-- Task to complete --
Everything from the line containing "Q: Point out each instance of the arched" to the close of the records below should be output exactly, line by line, with no other lines given.

-- Information provided --
======
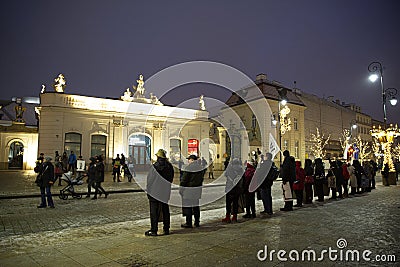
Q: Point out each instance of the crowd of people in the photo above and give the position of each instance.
(244, 183)
(304, 185)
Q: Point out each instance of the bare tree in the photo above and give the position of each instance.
(319, 143)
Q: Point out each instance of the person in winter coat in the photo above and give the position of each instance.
(319, 178)
(352, 179)
(233, 189)
(72, 162)
(288, 175)
(249, 196)
(346, 177)
(265, 175)
(359, 171)
(99, 177)
(45, 181)
(91, 180)
(158, 188)
(338, 171)
(385, 174)
(309, 181)
(190, 190)
(298, 185)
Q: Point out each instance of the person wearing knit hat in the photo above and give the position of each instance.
(158, 188)
(45, 180)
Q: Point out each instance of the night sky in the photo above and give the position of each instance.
(102, 46)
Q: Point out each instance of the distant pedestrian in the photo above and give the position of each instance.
(116, 168)
(190, 190)
(64, 160)
(233, 189)
(309, 181)
(385, 174)
(72, 162)
(338, 171)
(359, 171)
(58, 168)
(298, 185)
(267, 173)
(91, 174)
(319, 179)
(211, 169)
(249, 196)
(288, 175)
(346, 178)
(158, 189)
(45, 180)
(99, 177)
(352, 179)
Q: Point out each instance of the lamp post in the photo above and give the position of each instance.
(386, 135)
(376, 70)
(282, 118)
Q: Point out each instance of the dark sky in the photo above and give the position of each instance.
(102, 46)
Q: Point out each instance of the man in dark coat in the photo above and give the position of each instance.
(45, 181)
(190, 190)
(288, 175)
(265, 173)
(158, 189)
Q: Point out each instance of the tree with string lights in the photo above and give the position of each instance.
(319, 143)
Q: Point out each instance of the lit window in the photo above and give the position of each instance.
(73, 143)
(98, 145)
(295, 124)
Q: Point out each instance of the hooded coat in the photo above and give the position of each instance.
(159, 179)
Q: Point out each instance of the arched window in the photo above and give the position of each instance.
(175, 148)
(73, 142)
(98, 145)
(15, 155)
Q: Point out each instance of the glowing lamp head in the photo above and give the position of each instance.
(373, 77)
(393, 101)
======
-- Response to the task --
Q: Point out each instance of the arched window in the photo above and give the position of each instance.
(175, 148)
(73, 142)
(98, 145)
(15, 155)
Q: Point out each instance of the glowing lamp head in the photo above and give the position of each instance.
(373, 77)
(393, 101)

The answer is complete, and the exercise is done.